**EXERCISE INSTRUCTIONS**
In the essay on physician work-life balance below, rewrite the paragraph beginning "Other benefits of work over home" as a short bulleted list that keeps its main facts.

[[ PASSAGE TO READ, beginning ]]

Gain Work-Life Balance by Using Best of Parenting, Practicing Medicine

June 10, 2014
Jennifer Frank, MD

It's possible to balance things as a physician at work and home more by bringing the best parts of each to the other location.

Yesterday was a beautiful summer day. My husband took our four children to a local amusement park and the zoo. When we met up at home at the end of the day and I asked him how everything went, he told me sheepishly that they had a great day. I was disappointed, of course, that I couldn't join them for the start of summer vacation. However, by this point in our family journey, both my stay-at-home husband and I recognize that some days it's better to be the stay-at-home parent and some days it's better to be the one headed off to work.

An article titled "The Daily Escape" from the June 3 Wall Street Journal described the comparative stress levels with being at work compared with being at home. The hypothesis is that work demands, while they can definitely be stressful, may be more contained and it may be easier to set boundaries around them. Just think about a toddler who needs to go to the bathroom right now compared with a patient requesting to be seen right now. Which one can usually wait just a minute?

Other benefits of work over home can include a paycheck, appreciation and affirmation, and the ability to develop your skills and advance in your career. Home does provide its own benefits - you get paid in kisses and snuggles, a sincere thank you from a three-year-old is more rewarding than an insincere thank you from anyone else, and parenthood challenges you in ways you are challenged nowhere else. Interestingly, women may be particularly prone to the "happier at work" phenomenon, possibly because they may share a disproportionate amount of the household chores and childcare responsibilities, according to the article.

So, what's the solution? Everyone should work longer, harder, and farm out more home-related tasks to others? Probably not. Instead, the author of this article makes a great suggestion: Use the good parts of work at home.

[[ PASSAGE TO READ, end ]]
[[ SOURCE INFORMATION, beginning ]]

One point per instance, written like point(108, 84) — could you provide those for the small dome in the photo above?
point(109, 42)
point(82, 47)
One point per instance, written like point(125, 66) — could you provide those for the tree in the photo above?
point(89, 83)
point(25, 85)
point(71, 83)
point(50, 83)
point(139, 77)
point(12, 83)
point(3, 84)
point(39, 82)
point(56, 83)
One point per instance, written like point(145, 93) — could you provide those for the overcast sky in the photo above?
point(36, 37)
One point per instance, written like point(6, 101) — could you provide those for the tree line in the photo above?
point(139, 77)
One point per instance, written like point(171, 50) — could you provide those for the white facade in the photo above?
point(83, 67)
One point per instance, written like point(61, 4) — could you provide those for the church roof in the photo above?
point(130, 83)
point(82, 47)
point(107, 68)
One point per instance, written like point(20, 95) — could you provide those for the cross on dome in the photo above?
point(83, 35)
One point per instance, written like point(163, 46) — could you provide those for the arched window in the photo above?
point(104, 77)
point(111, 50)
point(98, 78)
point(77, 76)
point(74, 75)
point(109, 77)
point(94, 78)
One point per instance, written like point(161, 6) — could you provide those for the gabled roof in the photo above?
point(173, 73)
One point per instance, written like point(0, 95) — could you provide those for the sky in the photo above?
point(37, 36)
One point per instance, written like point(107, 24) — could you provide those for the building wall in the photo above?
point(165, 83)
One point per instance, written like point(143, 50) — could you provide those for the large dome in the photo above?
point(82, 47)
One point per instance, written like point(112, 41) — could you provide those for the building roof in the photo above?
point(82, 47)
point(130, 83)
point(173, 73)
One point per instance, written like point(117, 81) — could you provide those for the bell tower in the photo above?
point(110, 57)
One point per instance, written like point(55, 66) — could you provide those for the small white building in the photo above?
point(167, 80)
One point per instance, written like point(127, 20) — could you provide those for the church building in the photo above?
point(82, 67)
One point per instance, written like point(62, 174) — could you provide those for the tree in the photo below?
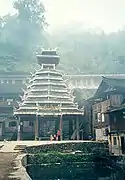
point(22, 33)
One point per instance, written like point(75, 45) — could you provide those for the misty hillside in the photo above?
point(82, 50)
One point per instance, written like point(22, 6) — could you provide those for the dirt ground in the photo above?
point(6, 164)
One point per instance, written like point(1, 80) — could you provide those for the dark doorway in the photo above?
point(123, 145)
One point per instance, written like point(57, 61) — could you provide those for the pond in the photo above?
point(74, 171)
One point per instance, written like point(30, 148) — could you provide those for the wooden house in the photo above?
point(109, 95)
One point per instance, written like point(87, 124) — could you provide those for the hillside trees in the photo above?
point(22, 34)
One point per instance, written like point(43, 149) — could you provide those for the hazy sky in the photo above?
point(106, 14)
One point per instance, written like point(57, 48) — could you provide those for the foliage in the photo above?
point(91, 51)
point(56, 157)
point(21, 35)
point(85, 147)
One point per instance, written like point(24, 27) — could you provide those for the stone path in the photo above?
point(8, 154)
point(6, 164)
point(9, 146)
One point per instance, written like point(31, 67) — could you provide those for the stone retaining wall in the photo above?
point(20, 170)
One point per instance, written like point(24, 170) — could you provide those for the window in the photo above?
point(114, 141)
point(30, 123)
point(12, 124)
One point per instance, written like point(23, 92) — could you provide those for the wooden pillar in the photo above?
point(77, 127)
point(36, 128)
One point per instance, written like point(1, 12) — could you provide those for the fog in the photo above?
point(105, 14)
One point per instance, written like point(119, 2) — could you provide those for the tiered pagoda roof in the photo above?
point(47, 93)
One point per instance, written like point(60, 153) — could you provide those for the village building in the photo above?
point(106, 110)
point(116, 133)
point(47, 104)
point(10, 90)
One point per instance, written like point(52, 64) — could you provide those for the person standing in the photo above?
point(58, 135)
point(54, 137)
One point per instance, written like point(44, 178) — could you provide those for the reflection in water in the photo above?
point(81, 171)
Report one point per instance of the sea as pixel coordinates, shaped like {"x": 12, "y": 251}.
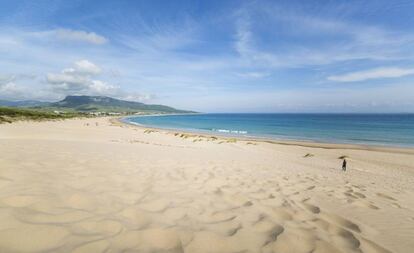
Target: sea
{"x": 369, "y": 129}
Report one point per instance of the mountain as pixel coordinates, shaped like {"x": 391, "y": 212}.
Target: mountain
{"x": 108, "y": 104}
{"x": 24, "y": 103}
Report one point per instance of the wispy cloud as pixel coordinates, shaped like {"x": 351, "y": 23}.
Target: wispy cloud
{"x": 377, "y": 73}
{"x": 79, "y": 36}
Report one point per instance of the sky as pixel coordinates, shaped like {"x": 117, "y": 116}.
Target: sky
{"x": 213, "y": 56}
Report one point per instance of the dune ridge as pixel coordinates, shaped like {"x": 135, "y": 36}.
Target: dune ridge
{"x": 95, "y": 185}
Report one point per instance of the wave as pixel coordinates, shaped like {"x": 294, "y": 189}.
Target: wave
{"x": 229, "y": 131}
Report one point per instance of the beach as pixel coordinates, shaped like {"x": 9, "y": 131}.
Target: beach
{"x": 98, "y": 185}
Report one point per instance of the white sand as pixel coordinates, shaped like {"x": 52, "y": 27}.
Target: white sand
{"x": 95, "y": 186}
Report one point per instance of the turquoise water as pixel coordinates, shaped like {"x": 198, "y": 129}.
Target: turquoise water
{"x": 373, "y": 129}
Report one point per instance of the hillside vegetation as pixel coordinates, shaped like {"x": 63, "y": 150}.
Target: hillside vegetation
{"x": 10, "y": 114}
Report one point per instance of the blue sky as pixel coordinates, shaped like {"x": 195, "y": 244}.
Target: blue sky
{"x": 213, "y": 56}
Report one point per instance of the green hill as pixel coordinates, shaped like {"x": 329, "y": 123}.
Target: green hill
{"x": 108, "y": 104}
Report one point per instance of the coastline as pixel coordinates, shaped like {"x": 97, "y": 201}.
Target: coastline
{"x": 100, "y": 185}
{"x": 302, "y": 143}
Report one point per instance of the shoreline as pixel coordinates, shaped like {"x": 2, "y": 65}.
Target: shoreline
{"x": 124, "y": 187}
{"x": 301, "y": 143}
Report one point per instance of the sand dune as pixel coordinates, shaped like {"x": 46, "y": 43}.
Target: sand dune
{"x": 78, "y": 186}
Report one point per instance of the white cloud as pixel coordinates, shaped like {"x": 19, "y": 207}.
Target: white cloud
{"x": 78, "y": 79}
{"x": 254, "y": 75}
{"x": 376, "y": 73}
{"x": 87, "y": 67}
{"x": 81, "y": 36}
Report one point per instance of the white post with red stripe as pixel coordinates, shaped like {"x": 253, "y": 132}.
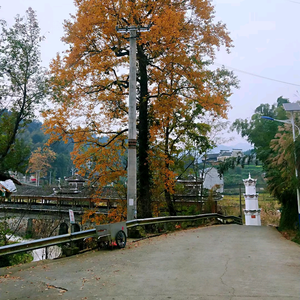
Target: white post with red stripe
{"x": 251, "y": 211}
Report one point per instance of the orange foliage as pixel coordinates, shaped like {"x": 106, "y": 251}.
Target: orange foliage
{"x": 90, "y": 84}
{"x": 40, "y": 160}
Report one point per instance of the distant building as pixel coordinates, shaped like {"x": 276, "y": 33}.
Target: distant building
{"x": 212, "y": 178}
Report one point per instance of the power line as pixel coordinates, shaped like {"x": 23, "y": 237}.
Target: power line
{"x": 293, "y": 1}
{"x": 256, "y": 75}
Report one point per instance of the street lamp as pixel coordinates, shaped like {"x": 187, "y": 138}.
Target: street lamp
{"x": 291, "y": 107}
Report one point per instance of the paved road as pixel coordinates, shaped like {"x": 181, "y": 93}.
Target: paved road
{"x": 214, "y": 263}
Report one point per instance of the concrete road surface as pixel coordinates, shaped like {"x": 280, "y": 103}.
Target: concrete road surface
{"x": 229, "y": 262}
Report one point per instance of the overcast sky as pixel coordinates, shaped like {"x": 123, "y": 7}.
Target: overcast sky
{"x": 265, "y": 35}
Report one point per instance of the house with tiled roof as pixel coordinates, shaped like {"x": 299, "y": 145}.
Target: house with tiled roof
{"x": 215, "y": 158}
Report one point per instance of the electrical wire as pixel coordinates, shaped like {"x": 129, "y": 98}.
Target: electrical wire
{"x": 256, "y": 75}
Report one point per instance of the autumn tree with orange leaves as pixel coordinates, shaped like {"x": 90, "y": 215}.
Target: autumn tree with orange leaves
{"x": 176, "y": 86}
{"x": 40, "y": 160}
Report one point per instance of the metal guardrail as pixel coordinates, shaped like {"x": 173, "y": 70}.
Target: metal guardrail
{"x": 152, "y": 221}
{"x": 46, "y": 242}
{"x": 66, "y": 238}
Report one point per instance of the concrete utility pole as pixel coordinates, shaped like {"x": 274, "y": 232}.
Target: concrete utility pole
{"x": 131, "y": 169}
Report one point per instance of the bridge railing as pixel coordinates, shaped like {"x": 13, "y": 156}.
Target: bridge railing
{"x": 65, "y": 238}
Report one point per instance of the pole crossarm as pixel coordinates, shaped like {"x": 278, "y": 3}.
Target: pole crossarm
{"x": 132, "y": 28}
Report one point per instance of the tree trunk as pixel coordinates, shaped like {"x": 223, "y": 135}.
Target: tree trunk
{"x": 144, "y": 176}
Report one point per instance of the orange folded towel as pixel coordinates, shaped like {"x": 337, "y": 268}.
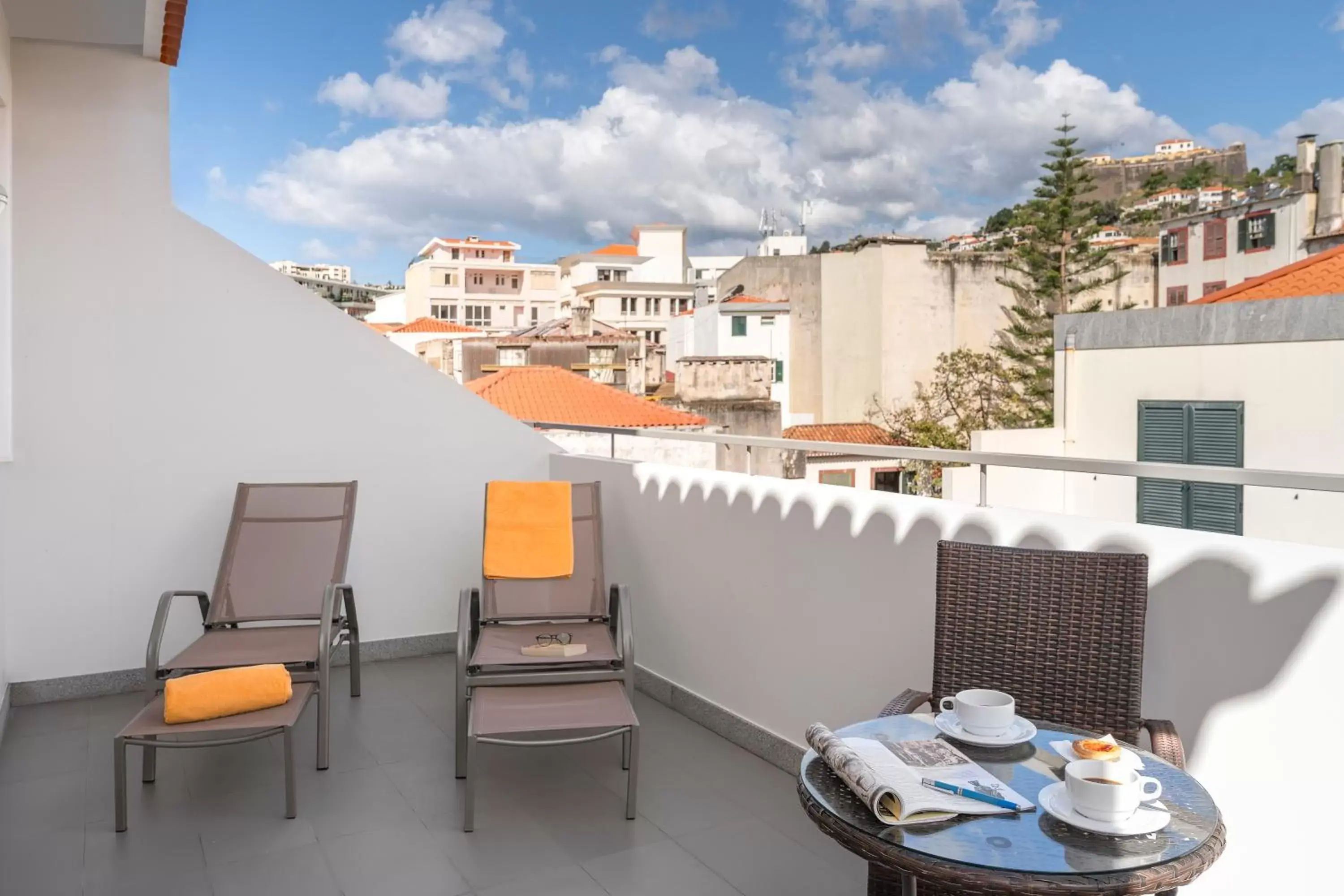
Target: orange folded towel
{"x": 529, "y": 531}
{"x": 225, "y": 692}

[[ SOURCE INFORMATION, end ]]

**SOLUTION TO THIS TASK**
- Work can offer a paycheck, appreciation and affirmation, and the chance to develop skills and advance a career.
- Home has its own rewards: you are paid in kisses and snuggles, a sincere thank-you from a three-year-old means more than an insincere one from anyone else, and parenthood challenges you in ways nothing else does.
- According to the article, women may be especially prone to feeling "happier at work," possibly because they may carry a disproportionate share of household chores and childcare.